[[ SELECTED EXTRACT open ]]

UPPER MARLBORO, MD - NOVEMBER 17: The Suitland High School football captains get ready to shake hands with their opponents from Wise before the Maryland 4A South region football final on Saturday, November 17, 2012. Wise defeated Suitland 41-6. (Photo by Toni L. Sandys/The Washington Post) (Toni L. Sandys/The Washington Post)

A regional rivalry long on hold will be renewed Saturday when neighbors Potomac and Suitland face off at 4:30 pm at the PG Sports and Learning Complex in both teams’ season openers.

Not since the late 80s, when Potomac stopped bussing students in and therefore dropped out of Suitland’s 4A classification, have the Rams and Wolverines clashed — but that doesn’t mean the history between the two has been forgotten.

“They used to play each other all the time. . . . People are excited, there’s going to be a lot of barbershop talk about this one,” said Potomac Coach Ronnie Crump, who remembers plenty of Potomac Suitland matchups, and no Potomac losses.

The renewal of the rivalry was made possible by a rule change that allows Maryland public schools to schedule teams outside their classification, one that now gives smaller schools the opportunity to confirm their suspicions that talent and classification levels don’t necessarily correlate.

“People are brainwashed,” Crump said. “They think just because they’re 4A that means they’re better than teams that are 3A, 2A, 1A. That’s not always true.”

Potomac (3A) finds itself in position to prove his theory against a traditionally strong Suitland team that is reloading and will feature the unpredictable combination of talent and inexperience at several positions.

But the Rams still feature the dangerous combination of wide receiver Nick Nelson and quarterback Wesley Wolfork and a speedy backfield with the potential to fly through the Potomac defense.

Tennessee-bound linebacker Jerome Dews will undoubtedly have other plans for the Suitland attack, particularly for Wolfolk, who he says is “like a brother to him.” The two became friends while playing at Wise as sophomores. Even when they transferred to separate schools, Dews said they’ve stayed “real close.”

“[Wolfolk] is a real elusive quarterback, they’ve got [Nelson] a big receiver, and they’ve got a good running game,” Dews said before adding with a laugh “So we’ll just bust them hard that first play and we’ll be good.”

[[ SELECTED EXTRACT closed ]]
[[ SOURCE DATA open ]]

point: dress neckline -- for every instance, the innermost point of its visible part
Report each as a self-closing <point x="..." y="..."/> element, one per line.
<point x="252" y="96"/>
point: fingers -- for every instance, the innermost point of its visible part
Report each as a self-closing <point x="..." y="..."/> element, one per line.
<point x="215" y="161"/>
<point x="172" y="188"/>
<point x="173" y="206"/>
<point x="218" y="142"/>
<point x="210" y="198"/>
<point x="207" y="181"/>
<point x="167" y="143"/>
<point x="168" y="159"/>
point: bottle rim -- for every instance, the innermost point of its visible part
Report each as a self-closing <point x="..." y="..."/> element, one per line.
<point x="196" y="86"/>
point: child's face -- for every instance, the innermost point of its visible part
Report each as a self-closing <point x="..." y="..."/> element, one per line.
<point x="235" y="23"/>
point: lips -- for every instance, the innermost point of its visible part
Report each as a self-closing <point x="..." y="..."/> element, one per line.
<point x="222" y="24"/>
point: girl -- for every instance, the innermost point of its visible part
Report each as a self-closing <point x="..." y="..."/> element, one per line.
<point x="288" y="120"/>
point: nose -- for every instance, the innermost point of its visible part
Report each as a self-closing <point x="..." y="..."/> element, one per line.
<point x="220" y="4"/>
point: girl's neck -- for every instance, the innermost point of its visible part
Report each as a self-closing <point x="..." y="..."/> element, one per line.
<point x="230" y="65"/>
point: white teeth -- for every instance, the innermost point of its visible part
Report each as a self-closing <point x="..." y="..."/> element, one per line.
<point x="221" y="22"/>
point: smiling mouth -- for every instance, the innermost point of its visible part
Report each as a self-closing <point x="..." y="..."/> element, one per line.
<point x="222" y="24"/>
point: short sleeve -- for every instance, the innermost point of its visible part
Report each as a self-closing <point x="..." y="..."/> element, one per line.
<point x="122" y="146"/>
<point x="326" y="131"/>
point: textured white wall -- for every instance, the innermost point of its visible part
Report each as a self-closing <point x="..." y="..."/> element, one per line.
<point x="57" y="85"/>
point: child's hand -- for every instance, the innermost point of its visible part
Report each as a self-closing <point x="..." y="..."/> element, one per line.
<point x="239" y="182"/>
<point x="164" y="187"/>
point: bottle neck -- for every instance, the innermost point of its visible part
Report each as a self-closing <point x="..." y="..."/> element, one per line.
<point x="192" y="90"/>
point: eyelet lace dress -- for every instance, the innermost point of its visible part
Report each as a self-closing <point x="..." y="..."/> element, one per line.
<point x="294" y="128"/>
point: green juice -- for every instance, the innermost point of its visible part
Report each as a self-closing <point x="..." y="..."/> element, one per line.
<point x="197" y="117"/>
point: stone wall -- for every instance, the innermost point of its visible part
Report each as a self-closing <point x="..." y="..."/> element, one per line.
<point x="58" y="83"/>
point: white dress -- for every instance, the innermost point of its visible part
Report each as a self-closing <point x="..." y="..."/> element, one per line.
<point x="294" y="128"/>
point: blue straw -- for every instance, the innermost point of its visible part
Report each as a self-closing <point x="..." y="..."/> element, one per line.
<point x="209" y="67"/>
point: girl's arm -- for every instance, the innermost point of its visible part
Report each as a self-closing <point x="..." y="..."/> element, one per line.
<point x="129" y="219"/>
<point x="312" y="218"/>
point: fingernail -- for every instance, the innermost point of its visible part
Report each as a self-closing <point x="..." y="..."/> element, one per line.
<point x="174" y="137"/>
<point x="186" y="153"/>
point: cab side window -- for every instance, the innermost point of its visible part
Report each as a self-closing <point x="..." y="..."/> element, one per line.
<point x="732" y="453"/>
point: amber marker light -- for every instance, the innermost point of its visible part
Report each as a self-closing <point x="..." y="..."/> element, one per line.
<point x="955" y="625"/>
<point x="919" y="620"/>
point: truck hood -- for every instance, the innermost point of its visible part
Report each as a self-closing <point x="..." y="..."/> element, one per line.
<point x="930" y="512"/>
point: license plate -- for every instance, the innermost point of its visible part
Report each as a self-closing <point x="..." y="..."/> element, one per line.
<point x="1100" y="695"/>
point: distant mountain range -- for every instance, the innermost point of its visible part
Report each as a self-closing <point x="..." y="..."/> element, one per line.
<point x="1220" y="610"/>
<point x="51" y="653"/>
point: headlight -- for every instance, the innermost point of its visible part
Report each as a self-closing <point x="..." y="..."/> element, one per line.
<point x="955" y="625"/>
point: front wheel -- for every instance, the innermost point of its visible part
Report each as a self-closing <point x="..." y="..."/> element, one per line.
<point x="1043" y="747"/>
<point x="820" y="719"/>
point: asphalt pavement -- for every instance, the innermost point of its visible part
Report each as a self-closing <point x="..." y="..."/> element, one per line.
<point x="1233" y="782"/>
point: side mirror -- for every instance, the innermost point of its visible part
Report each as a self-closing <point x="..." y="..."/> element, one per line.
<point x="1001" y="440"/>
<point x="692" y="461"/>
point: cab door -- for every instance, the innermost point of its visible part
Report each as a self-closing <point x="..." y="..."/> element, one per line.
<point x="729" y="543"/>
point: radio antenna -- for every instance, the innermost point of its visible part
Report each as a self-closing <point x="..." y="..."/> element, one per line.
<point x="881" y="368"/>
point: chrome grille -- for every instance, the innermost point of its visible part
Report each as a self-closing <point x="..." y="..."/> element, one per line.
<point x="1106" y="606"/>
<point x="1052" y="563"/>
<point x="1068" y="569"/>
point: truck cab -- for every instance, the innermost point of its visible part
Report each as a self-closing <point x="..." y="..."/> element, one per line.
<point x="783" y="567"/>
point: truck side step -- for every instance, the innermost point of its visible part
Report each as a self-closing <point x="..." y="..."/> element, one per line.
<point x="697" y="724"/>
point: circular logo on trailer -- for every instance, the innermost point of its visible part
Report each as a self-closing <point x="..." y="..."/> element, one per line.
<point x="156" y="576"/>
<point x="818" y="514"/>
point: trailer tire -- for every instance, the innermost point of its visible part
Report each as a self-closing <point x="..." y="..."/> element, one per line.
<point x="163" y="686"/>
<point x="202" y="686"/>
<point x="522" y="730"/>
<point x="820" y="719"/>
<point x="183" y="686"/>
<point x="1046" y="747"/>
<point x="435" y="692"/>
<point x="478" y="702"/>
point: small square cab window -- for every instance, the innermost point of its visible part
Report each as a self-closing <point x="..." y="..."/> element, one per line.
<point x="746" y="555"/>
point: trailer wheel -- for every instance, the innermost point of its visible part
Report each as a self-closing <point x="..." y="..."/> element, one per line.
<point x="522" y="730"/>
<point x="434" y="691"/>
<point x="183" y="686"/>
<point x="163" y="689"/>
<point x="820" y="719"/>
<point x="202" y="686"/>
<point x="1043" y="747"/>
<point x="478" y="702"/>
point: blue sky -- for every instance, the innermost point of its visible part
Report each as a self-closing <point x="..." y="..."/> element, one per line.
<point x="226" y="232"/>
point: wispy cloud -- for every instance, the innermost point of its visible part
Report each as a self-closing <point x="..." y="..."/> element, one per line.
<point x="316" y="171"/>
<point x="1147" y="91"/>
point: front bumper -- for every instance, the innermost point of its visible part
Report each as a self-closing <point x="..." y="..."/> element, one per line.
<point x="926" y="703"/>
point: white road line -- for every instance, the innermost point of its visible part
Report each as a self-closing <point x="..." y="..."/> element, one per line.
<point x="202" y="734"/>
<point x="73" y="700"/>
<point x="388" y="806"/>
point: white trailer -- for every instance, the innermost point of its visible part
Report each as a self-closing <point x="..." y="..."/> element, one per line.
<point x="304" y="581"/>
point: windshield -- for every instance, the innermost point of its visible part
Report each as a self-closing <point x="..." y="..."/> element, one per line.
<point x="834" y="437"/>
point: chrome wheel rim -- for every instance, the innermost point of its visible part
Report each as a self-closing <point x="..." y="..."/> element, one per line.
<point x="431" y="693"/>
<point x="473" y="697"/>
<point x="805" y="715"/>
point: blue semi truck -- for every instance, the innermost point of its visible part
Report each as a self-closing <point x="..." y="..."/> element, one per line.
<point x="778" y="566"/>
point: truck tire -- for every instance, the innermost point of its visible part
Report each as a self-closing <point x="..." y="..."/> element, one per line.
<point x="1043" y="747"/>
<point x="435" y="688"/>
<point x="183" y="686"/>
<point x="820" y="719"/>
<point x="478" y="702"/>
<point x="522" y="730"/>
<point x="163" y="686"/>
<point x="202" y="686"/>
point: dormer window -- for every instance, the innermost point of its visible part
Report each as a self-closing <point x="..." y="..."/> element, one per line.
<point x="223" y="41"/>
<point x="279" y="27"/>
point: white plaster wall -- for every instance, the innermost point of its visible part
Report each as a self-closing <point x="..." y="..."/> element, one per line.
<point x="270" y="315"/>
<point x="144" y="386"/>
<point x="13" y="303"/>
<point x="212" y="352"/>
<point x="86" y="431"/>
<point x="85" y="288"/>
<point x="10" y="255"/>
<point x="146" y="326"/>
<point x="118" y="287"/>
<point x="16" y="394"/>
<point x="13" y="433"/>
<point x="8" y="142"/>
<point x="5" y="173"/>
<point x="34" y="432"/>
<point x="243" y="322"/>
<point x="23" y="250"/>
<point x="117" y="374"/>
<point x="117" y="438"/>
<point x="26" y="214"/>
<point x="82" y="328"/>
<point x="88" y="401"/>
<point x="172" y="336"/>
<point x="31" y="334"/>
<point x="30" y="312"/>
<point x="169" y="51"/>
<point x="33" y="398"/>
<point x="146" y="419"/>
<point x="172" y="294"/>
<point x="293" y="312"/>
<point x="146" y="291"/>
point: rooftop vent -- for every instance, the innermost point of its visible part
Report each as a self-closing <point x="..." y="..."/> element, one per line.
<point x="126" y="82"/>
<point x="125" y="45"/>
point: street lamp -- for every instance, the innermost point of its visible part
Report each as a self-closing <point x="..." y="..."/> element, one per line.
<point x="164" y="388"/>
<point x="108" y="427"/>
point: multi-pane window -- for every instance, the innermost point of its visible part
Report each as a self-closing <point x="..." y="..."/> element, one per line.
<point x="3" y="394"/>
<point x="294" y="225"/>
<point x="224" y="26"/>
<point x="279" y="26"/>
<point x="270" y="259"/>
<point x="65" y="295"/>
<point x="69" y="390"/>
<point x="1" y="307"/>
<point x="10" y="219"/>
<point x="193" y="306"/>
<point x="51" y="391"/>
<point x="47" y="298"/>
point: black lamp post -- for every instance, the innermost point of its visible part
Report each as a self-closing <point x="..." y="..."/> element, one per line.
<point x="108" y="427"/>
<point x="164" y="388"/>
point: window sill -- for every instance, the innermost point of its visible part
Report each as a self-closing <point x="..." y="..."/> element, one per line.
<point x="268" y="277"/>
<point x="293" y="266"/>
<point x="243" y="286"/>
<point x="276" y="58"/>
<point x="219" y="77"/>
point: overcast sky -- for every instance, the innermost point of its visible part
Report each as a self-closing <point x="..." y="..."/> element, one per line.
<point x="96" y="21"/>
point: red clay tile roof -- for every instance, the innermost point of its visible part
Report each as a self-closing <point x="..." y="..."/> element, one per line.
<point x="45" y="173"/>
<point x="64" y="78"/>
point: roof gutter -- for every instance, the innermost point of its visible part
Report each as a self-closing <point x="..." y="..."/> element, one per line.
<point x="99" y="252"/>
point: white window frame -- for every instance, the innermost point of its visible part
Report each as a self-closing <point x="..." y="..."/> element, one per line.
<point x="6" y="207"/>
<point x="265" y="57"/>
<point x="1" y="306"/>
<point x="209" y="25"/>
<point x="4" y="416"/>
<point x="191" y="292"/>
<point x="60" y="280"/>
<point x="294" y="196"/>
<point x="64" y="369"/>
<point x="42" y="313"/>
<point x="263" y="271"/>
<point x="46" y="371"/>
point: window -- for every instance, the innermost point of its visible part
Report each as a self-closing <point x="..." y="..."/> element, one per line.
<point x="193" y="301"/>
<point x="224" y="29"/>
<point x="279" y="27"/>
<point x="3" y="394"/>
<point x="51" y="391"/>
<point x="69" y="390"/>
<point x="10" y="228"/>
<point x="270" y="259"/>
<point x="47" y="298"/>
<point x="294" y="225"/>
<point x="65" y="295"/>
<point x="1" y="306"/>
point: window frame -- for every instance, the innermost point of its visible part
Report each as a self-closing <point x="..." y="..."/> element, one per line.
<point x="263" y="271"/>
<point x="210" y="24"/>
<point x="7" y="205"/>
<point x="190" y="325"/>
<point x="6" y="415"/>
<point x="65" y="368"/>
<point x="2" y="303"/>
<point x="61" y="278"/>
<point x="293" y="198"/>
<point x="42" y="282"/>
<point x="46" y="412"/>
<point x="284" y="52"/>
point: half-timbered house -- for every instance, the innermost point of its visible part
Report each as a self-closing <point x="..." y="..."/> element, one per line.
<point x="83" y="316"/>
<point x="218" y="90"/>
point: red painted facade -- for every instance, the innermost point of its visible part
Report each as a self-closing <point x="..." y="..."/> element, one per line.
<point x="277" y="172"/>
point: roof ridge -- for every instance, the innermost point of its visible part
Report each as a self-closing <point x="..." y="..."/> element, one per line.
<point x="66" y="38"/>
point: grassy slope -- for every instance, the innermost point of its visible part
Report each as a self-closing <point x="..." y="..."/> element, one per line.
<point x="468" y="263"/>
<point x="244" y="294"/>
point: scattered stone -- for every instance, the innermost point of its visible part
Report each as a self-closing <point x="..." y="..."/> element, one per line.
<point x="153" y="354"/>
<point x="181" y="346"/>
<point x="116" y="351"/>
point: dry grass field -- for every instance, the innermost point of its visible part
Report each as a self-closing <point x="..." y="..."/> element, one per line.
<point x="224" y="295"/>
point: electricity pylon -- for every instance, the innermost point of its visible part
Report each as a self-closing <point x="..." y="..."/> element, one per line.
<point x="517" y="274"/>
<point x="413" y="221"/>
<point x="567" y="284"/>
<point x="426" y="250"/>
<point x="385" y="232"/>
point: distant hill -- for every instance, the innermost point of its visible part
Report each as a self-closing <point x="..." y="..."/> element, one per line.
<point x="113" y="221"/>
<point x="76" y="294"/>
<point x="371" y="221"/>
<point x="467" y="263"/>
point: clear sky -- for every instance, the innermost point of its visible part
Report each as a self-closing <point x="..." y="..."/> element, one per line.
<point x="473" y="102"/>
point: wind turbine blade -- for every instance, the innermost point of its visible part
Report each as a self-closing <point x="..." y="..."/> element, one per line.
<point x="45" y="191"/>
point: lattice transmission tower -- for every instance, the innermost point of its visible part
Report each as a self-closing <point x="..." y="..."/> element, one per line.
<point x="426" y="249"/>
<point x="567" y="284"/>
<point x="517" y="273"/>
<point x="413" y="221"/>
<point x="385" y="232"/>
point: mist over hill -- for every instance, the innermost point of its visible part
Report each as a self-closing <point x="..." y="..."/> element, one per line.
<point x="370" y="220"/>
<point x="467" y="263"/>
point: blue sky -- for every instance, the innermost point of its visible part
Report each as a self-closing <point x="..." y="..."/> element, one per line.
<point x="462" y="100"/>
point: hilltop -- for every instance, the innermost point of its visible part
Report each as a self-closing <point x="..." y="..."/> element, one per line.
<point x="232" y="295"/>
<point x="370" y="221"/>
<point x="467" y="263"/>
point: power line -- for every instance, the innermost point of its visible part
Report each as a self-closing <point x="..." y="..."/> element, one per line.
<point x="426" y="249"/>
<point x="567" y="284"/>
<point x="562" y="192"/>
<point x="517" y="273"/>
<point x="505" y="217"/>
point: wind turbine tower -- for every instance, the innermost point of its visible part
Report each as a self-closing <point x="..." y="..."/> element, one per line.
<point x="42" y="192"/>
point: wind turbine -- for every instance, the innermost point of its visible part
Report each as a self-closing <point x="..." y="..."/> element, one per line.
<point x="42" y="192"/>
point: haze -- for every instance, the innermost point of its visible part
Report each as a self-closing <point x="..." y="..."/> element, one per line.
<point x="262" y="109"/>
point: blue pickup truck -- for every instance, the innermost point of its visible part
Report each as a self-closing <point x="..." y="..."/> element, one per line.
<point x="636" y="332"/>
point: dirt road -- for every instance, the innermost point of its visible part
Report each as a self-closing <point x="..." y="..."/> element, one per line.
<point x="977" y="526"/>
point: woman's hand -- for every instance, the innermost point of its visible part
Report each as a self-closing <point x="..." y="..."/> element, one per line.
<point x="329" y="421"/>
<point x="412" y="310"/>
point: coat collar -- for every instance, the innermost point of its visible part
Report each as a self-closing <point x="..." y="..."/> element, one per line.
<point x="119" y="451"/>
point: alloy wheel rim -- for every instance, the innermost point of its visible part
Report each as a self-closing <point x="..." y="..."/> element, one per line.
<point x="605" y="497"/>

[[ SOURCE DATA closed ]]

TASK BRIEF: Please continue the article about the Potomac–Suitland football rivalry from where it stops. The data is not needed here.

RESPONSE FOR THIS EXERCISE:
Around Prince George’s County

While many Prince George’s County football fans will be focused on the PG Learning and Sports Complex for three high-profile inter-classification matchups on the season’s opening weekend, they should keep an eye on Wilson High School, where DuVal will be opening its campaign against a strong Wilson squad that posted an 8-3 record in 2012 and dominated Perry Street Prep 55-12 last week.

The game will serve as a barometer for DuVal and new starting quarterback sophomore Antione Brooks, about whom Coach Dameon Powell said: “We’re confident that he’s awesome.”

Brooks will be one component of what could evolve into an explosive backfield. The other component will be running back Terrence Davenport, who didn’t start in 2012, but came on in the middle of a game to fill in for an injured player and ran for 296 yards.

“We have something different that a lot of teams in our county don’t and that’s a running and passing game. So I just feel like we can be a little versatile,” Powell said. “I think we can go a long way.” . . .

Second-year Coach Jae Jackson hopes to give the Bowie name some weight in the crowded Prince George’s County football scene, and this may be the year he does it. The Bulldogs went 4-6 in 2012, but lost three of those games by a combined 15 points. Jackson says he’ll get a good idea of whether or not his team can flip that script and end up on the other side of .500 this year when Bowie heads to perennial playoff team Westlake in Waldorf. to open its season Friday night.

“That first game at Westlake will be real telling for us. We go down there, it’s a night game, so when we see how we do down there we can pretty much gauge how we’ll do against competition in PG County,” Jackson said. “We’re looking to be playoff bound this year.”